Python module
module_v3
Module implementation using eager tensors.
Embedding
class max.nn.module_v3.Embedding(vocab_size, *, dim=None, dims=None)
A vector embedding.
An embedding can be thought of as a lookup table for vectors by index. Given an input tensor of indices into the embedding, the result of the embedding lookup is a tensor of the same shape, but with each index replaced by the value of the vector in that location in the embedding table.
The common case for embeddings is a 1-dimensional embedding:
from max.dtype import DType
from max.experimental.tensor import Tensor
from max.nn.module_v3 import Embedding
embedding = Embedding(vocab_size=1000, dim=128)
tokens = Tensor.ones([10], dtype=DType.uint64)
embedded = embedding(tokens)

= = = =

Please output a span of the module_v3 documentation above word for word, starting at the words "An embedding can" and stopping after "tokens = Tensor.ones([10], dtype=DType.uint64)".

(Data items)
= = = =

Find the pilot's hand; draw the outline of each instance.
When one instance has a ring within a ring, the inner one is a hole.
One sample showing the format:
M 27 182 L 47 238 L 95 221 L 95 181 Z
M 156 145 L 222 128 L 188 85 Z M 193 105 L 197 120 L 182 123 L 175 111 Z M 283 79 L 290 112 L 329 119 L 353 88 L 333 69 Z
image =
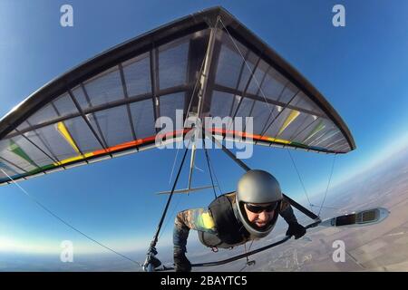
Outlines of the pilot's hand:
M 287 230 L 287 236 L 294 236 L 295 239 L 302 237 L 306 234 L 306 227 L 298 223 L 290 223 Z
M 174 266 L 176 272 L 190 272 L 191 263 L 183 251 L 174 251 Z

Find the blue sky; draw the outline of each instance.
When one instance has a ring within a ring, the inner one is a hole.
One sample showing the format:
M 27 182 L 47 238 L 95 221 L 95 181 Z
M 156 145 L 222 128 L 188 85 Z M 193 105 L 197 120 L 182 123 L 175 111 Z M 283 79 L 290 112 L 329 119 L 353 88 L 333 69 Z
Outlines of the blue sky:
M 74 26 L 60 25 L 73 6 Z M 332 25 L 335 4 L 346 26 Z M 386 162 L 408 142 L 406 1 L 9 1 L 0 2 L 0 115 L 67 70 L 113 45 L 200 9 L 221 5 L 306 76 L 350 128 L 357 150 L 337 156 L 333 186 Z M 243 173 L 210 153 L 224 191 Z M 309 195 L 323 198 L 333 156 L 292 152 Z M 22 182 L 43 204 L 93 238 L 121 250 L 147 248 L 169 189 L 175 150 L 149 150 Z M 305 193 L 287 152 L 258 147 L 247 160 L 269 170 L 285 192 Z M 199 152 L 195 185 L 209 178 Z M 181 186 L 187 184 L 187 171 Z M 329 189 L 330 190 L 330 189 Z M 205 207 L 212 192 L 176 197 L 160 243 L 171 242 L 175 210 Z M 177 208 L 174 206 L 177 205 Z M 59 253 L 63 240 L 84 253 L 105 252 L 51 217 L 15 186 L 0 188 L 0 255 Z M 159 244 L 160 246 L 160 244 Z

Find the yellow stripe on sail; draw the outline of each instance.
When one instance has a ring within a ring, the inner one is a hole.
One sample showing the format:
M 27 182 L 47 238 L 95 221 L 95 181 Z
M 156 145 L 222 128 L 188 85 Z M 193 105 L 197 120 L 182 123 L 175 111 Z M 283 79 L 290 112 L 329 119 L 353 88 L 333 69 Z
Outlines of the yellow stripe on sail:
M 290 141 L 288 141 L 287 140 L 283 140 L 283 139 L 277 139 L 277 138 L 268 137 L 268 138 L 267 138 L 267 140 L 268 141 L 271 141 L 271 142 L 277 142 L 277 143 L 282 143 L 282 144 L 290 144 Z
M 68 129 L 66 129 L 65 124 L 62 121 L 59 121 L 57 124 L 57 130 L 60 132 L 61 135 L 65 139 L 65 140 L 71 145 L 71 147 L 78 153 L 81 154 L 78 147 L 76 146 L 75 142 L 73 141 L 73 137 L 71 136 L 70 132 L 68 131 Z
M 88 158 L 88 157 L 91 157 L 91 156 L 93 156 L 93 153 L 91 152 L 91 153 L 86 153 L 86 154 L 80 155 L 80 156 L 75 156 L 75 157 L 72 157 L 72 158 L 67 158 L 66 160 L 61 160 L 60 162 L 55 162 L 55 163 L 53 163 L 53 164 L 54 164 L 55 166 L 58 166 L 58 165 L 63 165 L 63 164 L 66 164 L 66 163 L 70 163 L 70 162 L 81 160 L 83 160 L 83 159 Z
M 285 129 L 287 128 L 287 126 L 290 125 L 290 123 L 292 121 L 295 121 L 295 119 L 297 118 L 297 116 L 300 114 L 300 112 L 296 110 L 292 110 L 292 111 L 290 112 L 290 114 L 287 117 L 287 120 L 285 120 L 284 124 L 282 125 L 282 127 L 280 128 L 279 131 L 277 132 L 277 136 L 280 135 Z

= = = =

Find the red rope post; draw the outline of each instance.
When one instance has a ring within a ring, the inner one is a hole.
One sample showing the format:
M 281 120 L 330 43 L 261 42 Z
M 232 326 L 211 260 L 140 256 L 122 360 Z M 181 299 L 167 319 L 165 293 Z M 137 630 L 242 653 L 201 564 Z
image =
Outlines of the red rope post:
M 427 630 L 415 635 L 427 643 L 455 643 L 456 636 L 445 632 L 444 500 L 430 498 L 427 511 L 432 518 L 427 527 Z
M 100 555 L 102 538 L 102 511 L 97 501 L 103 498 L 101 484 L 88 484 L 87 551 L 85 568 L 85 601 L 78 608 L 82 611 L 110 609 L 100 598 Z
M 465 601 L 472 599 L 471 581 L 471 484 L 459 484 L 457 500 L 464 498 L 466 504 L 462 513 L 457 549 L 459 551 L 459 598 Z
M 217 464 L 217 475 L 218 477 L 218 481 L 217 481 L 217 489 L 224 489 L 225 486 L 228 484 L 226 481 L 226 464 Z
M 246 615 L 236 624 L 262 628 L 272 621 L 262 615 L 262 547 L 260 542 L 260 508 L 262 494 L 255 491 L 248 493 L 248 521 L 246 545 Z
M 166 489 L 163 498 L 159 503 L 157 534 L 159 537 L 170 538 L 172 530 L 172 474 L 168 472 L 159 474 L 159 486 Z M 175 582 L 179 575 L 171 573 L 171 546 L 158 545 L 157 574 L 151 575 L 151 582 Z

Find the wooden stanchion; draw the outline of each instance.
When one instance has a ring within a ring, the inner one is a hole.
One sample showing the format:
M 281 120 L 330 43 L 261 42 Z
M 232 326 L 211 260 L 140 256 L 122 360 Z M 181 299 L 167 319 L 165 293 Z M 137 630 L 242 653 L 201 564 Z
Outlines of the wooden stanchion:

= = = =

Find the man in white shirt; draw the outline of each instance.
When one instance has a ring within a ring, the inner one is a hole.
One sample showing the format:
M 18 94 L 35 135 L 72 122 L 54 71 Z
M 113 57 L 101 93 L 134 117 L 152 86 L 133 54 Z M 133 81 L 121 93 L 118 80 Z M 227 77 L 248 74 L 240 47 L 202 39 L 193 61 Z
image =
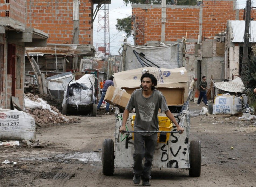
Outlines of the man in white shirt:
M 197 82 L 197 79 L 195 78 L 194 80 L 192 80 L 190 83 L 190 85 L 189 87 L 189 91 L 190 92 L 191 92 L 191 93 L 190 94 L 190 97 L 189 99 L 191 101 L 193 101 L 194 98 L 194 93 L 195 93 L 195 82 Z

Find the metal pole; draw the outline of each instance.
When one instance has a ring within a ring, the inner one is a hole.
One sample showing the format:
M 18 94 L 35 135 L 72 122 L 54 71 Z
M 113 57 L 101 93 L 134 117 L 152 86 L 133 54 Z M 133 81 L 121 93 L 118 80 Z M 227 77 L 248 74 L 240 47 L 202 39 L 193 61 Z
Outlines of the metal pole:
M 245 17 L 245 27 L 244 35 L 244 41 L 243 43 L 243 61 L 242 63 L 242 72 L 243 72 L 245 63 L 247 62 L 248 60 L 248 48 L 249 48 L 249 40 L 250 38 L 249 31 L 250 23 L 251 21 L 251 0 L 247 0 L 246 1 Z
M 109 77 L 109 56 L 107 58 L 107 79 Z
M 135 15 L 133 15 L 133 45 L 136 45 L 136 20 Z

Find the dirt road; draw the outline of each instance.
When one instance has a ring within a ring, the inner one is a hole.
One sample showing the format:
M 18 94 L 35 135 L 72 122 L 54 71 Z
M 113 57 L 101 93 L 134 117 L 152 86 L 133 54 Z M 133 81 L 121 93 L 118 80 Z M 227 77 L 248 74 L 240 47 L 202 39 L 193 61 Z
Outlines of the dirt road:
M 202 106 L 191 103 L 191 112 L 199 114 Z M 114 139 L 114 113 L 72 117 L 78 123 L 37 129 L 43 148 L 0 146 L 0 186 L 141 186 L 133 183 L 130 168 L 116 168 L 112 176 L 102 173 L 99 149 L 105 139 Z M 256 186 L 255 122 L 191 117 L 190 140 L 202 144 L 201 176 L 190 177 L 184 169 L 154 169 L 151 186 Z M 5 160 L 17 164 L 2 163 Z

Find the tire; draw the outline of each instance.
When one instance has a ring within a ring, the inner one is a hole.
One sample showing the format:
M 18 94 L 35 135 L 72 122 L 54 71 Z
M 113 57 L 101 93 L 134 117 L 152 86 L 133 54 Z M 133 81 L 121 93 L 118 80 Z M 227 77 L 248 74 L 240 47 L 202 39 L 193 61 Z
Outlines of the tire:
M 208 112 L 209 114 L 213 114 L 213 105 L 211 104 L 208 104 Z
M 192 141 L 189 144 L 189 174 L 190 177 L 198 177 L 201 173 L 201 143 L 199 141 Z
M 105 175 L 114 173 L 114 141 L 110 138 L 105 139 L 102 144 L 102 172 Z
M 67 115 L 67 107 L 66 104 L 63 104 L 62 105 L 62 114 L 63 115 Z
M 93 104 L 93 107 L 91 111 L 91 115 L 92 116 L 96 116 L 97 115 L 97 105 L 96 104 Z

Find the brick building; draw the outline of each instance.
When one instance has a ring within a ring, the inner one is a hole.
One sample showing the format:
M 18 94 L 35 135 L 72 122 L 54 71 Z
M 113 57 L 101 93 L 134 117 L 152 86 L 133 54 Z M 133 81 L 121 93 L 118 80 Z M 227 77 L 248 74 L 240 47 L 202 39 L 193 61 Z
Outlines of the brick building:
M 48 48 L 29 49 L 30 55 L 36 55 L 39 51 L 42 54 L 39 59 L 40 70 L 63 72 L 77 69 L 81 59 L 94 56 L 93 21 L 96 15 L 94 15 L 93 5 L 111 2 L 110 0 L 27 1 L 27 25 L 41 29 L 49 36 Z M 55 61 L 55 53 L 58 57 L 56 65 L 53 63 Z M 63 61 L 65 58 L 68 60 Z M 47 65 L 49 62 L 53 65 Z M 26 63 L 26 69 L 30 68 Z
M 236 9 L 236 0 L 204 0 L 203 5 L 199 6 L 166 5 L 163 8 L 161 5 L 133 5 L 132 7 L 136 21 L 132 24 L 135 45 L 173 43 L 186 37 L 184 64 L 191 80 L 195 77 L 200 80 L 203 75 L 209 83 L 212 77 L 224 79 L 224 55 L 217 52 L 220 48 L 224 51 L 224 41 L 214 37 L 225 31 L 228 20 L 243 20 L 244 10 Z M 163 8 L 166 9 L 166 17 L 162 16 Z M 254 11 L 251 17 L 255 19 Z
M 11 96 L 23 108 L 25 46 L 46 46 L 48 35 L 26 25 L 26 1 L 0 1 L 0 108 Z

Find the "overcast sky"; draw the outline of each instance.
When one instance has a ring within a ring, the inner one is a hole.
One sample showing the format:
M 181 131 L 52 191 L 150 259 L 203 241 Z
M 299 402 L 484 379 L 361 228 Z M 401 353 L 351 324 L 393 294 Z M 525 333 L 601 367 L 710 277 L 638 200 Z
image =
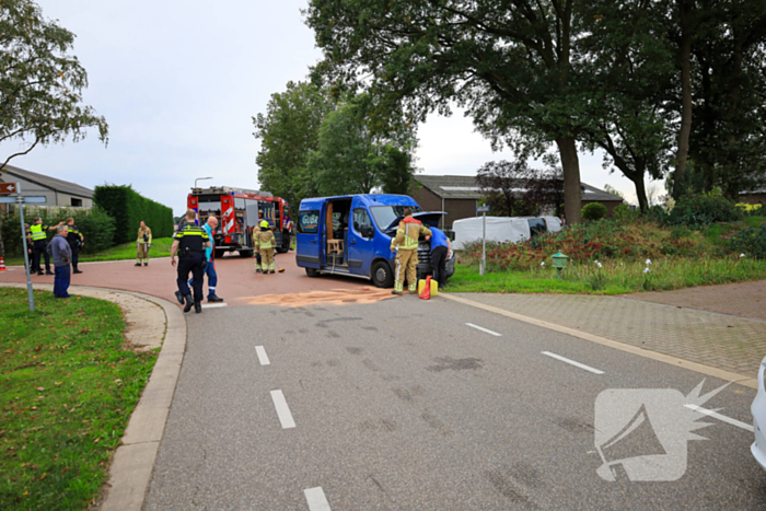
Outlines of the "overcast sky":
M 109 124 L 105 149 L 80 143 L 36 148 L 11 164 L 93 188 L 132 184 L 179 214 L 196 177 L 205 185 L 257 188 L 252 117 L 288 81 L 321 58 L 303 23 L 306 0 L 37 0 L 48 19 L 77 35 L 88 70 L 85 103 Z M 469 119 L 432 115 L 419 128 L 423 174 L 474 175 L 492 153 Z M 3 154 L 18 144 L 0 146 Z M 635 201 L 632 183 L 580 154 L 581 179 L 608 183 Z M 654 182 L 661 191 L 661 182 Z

= = = =

Response:
An embedding can be thought of as a lookup table for vectors by index. Given an input tensor of indices into the embedding, the result of the embedding lookup is a tensor of the same shape, but with each index replaced by the value of the vector in that location in the embedding table.
The common case for embeddings is a 1-dimensional embedding:
from max.dtype import DType
from max.experimental.tensor import Tensor
from max.nn.module_v3 import Embedding
embedding = Embedding(vocab_size=1000, dim=128)
tokens = Tensor.ones([10], dtype=DType.uint64)